> Data excerpts:
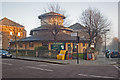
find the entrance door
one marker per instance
(74, 47)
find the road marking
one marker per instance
(57, 64)
(116, 67)
(6, 63)
(42, 65)
(95, 76)
(40, 68)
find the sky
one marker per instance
(26, 13)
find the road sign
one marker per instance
(73, 34)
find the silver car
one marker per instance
(5, 54)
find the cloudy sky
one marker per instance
(26, 13)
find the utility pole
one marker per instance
(105, 41)
(77, 48)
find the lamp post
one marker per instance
(77, 40)
(77, 48)
(104, 32)
(15, 36)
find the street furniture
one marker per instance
(61, 55)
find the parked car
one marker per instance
(5, 54)
(115, 54)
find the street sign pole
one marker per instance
(77, 40)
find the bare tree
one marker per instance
(95, 24)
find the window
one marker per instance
(18, 33)
(83, 44)
(31, 44)
(20, 45)
(11, 33)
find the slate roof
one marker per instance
(51, 14)
(47, 27)
(8, 22)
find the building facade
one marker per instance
(10, 31)
(53, 34)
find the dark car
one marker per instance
(115, 54)
(5, 54)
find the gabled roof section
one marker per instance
(8, 22)
(77, 26)
(51, 14)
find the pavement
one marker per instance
(14, 69)
(101, 60)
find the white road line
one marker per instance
(95, 76)
(42, 65)
(116, 67)
(57, 64)
(7, 64)
(40, 68)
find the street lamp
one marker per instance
(104, 32)
(77, 39)
(15, 35)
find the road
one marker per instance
(13, 68)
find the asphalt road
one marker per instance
(13, 68)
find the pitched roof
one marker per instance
(8, 22)
(51, 14)
(77, 26)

> Task directions: Render every line of the material above as a JSON list of strings, one string per line, skipping blank lines and leaving out the pictures.

> Answer below:
[
  "find the entrance door",
  "one marker per instance",
  "(74, 47)",
  "find the road marking",
  "one marker per instance",
  "(57, 64)",
  "(116, 67)",
  "(6, 63)",
  "(42, 65)",
  "(95, 76)",
  "(40, 68)",
  "find the sky",
  "one marker per instance",
  "(26, 13)",
  "find the road sign",
  "one marker per instance",
  "(73, 34)",
  "find the silver car",
  "one marker per instance",
  "(5, 54)",
  "find the cloudy sky",
  "one marker per instance",
  "(26, 13)",
  "find the utility pole",
  "one marker per instance",
  "(105, 41)",
  "(77, 48)",
  "find the lamp post",
  "one marker per instance",
  "(77, 40)",
  "(77, 48)",
  "(104, 32)",
  "(15, 36)",
  "find the street furniture",
  "one marker per instance",
  "(61, 55)",
  "find the parked car",
  "one marker per instance",
  "(5, 54)",
  "(115, 54)",
  "find the street sign pole",
  "one marker per instance",
  "(77, 40)",
  "find the bare tree",
  "one marker per instance",
  "(95, 24)",
  "find the window",
  "one marker per instance",
  "(18, 33)",
  "(83, 44)",
  "(31, 44)",
  "(20, 45)",
  "(11, 33)",
  "find the slate roof",
  "one marker per instance",
  "(51, 14)",
  "(47, 27)",
  "(8, 22)",
  "find the building facade",
  "one marker per instance",
  "(10, 31)",
  "(53, 34)",
  "find the dark car",
  "one marker per instance",
  "(115, 54)",
  "(5, 54)",
  "find the gabled roof section",
  "one marker per instance",
  "(8, 22)",
  "(77, 26)",
  "(51, 14)",
  "find the pavement",
  "one marker per instance",
  "(14, 69)",
  "(101, 60)",
  "find the white road line",
  "one marker per instance",
  "(95, 76)",
  "(42, 65)",
  "(116, 67)",
  "(57, 64)",
  "(7, 64)",
  "(40, 68)",
  "find the street lamp",
  "one marker per instance",
  "(104, 32)",
  "(77, 39)",
  "(15, 35)",
  "find the road",
  "one marker per instance",
  "(13, 68)",
  "find the asphalt road",
  "one marker per instance",
  "(13, 68)",
  "find the pitched roof",
  "one marker per instance",
  "(8, 22)",
  "(51, 14)",
  "(77, 26)"
]